What the exercise asks:
Copy every line of the entries that has the string "green" in it.

Record extracts:
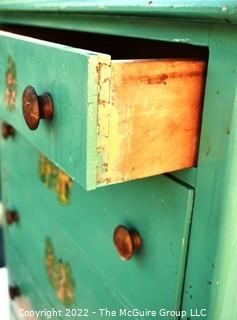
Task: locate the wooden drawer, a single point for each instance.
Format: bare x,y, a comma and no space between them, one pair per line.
113,120
82,233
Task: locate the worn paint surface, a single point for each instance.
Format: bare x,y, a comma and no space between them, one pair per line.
31,298
55,179
59,274
149,117
209,10
76,109
11,84
209,250
82,234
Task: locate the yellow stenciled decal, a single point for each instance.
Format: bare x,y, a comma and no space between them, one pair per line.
60,275
11,84
55,179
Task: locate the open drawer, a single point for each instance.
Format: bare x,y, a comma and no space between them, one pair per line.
108,120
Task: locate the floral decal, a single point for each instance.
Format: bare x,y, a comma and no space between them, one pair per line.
55,179
11,84
60,275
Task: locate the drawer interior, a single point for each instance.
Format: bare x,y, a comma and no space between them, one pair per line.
120,116
82,233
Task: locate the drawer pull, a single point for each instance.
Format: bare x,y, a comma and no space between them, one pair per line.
7,130
36,107
14,292
127,242
12,217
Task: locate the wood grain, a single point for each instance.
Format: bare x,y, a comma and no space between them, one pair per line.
150,118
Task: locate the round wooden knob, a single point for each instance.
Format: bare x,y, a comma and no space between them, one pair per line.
11,217
7,130
36,107
127,242
14,292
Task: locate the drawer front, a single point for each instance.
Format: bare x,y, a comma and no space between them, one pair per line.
113,120
81,232
69,75
30,298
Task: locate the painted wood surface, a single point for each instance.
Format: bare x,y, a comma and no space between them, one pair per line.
126,121
19,276
82,234
70,75
149,121
210,10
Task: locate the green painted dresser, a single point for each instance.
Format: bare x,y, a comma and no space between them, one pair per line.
118,156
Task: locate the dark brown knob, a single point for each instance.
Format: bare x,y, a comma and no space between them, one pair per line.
14,292
127,242
7,130
36,107
12,217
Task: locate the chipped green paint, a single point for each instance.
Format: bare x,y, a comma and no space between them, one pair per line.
11,84
55,179
60,275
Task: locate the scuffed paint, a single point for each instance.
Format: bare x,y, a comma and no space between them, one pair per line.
59,274
11,84
55,179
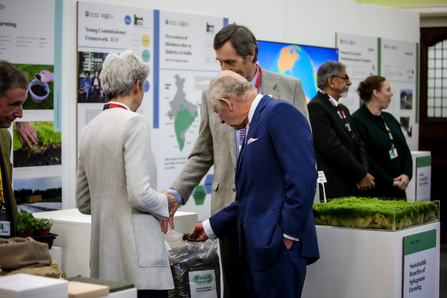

Solved problem:
Task: locate the green painted dresser, a single point for each instance.
Task: locate the chipped green paint, a single point for each instance.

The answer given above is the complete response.